>> start RECORDED INFORMATION
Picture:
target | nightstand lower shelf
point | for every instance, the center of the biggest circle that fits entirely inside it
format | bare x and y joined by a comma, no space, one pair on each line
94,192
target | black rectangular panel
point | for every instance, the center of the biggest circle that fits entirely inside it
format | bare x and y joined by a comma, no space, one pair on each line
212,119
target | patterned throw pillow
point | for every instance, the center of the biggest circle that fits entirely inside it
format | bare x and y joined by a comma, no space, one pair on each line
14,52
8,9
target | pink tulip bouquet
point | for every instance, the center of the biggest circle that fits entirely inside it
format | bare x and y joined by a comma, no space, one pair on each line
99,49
>> end RECORDED INFORMATION
>> start RECORDED INFORMATION
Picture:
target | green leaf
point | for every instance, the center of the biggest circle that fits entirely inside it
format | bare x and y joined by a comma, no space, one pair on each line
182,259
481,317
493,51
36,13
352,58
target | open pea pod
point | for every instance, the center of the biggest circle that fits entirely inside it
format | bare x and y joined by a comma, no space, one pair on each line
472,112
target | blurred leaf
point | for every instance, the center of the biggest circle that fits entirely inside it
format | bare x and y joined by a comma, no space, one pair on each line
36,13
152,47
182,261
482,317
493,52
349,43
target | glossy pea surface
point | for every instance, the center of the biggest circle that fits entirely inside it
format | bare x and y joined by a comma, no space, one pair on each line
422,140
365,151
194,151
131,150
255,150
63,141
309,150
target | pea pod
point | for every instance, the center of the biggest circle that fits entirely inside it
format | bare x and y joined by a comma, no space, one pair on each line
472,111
>> end RECORDED INFORMATION
*STATED TASK*: Show each line of the items that contains the string "target".

*RESULT OF THIS EXERCISE*:
target | nightstand lower shelf
target | black rectangular panel
target | patterned throw pillow
target | pink tulip bouquet
target | green leaf
target | open pea pod
target | blurred leaf
target | glossy pea surface
target | pea pod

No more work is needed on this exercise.